--- begin DATA EXCERPTS ---

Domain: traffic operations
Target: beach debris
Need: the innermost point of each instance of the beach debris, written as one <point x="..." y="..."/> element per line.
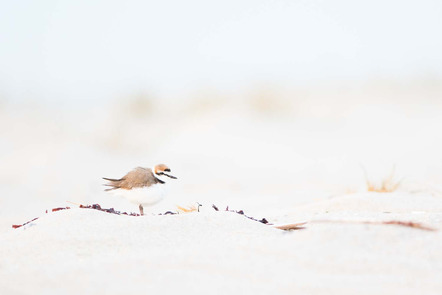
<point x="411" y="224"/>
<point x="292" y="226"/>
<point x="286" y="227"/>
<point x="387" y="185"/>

--- end DATA EXCERPTS ---
--- begin DATA EXCERPTS ---

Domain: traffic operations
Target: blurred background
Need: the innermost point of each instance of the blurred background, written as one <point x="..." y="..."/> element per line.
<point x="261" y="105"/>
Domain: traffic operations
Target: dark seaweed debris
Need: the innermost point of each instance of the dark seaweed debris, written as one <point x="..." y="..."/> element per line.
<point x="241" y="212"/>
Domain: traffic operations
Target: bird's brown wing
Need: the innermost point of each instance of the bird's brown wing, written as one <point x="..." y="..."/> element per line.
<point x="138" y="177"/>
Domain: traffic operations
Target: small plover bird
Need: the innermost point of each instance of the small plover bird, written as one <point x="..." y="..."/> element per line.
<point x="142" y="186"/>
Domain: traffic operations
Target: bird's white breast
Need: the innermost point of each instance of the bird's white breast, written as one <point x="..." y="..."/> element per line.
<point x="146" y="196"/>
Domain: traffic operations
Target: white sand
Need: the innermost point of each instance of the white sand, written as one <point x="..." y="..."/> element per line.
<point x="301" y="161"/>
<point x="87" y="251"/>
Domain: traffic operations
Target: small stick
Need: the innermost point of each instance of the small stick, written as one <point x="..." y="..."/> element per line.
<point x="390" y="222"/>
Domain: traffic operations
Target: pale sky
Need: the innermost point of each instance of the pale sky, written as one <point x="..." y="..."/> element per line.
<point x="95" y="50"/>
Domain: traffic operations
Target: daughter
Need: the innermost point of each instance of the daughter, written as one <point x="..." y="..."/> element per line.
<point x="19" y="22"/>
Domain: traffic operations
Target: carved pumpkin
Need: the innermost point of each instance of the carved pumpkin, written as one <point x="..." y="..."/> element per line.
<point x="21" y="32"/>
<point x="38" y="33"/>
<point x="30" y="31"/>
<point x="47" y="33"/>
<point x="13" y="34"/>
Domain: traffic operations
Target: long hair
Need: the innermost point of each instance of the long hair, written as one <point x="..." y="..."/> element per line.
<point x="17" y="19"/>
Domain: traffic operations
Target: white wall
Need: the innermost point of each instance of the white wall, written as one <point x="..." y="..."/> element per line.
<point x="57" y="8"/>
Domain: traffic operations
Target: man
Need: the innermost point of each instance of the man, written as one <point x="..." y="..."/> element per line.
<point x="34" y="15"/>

--- end DATA EXCERPTS ---

Please report every line in the listing that contains the string "stick", copying each one in full.

(EXERCISE RESPONSE):
Target: small stick
Need: the innermost point of each instance of the small stick, written as one <point x="..." y="..."/> element per line.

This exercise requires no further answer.